__WHAT TO DO__. Count the lines in the entries below that contain the string "door", and give only that number.

__DATASET RECORDS__.
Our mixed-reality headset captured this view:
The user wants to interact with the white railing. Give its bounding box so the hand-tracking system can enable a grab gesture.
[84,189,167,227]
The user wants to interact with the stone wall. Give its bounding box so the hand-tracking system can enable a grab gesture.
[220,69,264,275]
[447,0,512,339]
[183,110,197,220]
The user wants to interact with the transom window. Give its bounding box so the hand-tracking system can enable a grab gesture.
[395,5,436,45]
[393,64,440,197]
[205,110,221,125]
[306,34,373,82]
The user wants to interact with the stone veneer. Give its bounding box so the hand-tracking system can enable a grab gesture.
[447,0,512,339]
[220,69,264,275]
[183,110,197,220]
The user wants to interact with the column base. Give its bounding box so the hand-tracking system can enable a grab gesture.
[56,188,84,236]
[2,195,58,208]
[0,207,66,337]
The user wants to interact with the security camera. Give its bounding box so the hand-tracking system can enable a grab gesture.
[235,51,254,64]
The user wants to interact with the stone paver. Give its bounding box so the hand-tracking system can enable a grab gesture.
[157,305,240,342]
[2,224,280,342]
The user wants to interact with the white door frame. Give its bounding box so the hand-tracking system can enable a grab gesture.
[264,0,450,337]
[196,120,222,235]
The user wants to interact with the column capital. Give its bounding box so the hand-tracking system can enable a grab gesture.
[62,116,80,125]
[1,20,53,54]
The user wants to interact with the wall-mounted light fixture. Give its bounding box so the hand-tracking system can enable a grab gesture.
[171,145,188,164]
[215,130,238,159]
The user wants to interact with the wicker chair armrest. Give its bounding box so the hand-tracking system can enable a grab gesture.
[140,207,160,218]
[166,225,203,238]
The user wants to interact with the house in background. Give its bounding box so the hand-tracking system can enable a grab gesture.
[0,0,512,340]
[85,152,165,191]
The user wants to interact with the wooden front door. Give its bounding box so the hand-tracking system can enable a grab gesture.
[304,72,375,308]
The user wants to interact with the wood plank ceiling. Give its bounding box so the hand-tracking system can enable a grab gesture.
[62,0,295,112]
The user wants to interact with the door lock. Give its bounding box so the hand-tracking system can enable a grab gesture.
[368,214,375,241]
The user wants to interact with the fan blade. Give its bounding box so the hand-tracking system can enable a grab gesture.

__OUTPUT FOR THIS EXERCISE__. 3